* [THE EXERCISE]: Convert the material below into a JSON array of strings, one string per line, with blank lines omitted.
#### INPUT RECORDS
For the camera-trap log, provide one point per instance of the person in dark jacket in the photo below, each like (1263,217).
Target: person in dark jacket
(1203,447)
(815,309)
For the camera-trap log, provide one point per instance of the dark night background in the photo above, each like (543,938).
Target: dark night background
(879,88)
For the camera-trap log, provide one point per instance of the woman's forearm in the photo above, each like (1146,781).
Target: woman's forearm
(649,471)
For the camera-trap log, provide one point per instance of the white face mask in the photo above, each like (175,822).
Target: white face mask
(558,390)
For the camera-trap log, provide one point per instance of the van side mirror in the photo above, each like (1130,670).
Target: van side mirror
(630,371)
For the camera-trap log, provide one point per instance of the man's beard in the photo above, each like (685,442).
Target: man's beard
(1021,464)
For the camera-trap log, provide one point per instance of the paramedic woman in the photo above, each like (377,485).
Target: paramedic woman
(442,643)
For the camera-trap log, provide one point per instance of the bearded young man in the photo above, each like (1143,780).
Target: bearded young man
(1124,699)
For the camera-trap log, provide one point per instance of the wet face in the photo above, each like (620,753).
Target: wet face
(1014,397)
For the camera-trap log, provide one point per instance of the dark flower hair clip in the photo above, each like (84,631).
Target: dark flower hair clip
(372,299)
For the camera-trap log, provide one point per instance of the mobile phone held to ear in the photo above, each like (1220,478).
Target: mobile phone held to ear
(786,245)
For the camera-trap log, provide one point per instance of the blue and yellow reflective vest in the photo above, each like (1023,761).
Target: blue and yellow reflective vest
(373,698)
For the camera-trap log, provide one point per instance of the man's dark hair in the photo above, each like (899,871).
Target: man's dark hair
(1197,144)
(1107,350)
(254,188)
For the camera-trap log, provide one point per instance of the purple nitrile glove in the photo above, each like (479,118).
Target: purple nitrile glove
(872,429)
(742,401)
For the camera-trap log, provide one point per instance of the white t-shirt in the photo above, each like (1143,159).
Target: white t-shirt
########
* [RESPONSE]:
[
  "For the camera-trap log, provide one point per instance of the person in dark jacket in the photo below, each like (1263,217).",
  "Target: person in dark jacket",
  "(1203,447)",
  "(815,309)",
  "For the camera-trap log, provide one point per instance of the dark night background in the photo above, each like (543,938).",
  "Target: dark night background",
  "(879,88)",
  "For the camera-trap log, provide one point per instance of the woman's forearm in the photo above, each like (1146,781).",
  "Target: woman's forearm",
  "(649,471)",
  "For the camera-trap log, provide one point per instance of the white face mask in the photo above, each like (175,822).",
  "Target: white face mask",
  "(558,390)",
  "For the camera-trap log, provide one point per instance of the van side mirror in the photo above, each like (1130,670).",
  "Target: van side mirror",
  "(630,371)",
  "For the camera-trap log, provide one point per instance of the man's beard in the photo above, each like (685,442).",
  "Target: man's beard",
  "(1021,464)",
  "For the camera-trap log, provide one point per instance of the paramedic woman in the photo above, each like (377,485).",
  "Target: paramedic woman",
  "(442,643)",
  "For the camera-trap log, provide one point per instance of the bearded young man in the photo above, each like (1143,780).",
  "Target: bearded young man",
  "(1124,699)",
  "For the camera-trap log, provide one point per instance of the wet face in the photo above, each like (620,753).",
  "Target: wet face",
  "(1014,397)",
  "For the camera-trap log, provide one point per instance of the dark flower hair clip in the photo above, each like (84,631).",
  "Target: dark flower hair clip",
  "(372,299)",
  "For the camera-trap log, provide one point per instance of the mobile phone held to ear in the photo above, each like (1220,478).",
  "Target: mobile phone held to ear",
  "(786,245)",
  "For the camera-trap log, provide one point per instance of the blue and yellow reflective vest in the photo above, each like (1023,761).",
  "Target: blue and yellow reflective vest",
  "(373,698)",
  "For the camera-trap log, provide one point per instance of the man's dark hair in the photo above, each like (899,871).",
  "Target: man's dark hair",
  "(1197,144)",
  "(1107,350)",
  "(254,188)",
  "For the camera-trap log, provide one point per instance of the purple nitrile glove in the photo above, each like (479,118).",
  "Target: purple nitrile glove",
  "(872,429)",
  "(742,401)",
  "For the camera-trap log, provide one point per instance of the white t-shirt in the photo above, each like (1143,159).",
  "Target: white t-shirt"
]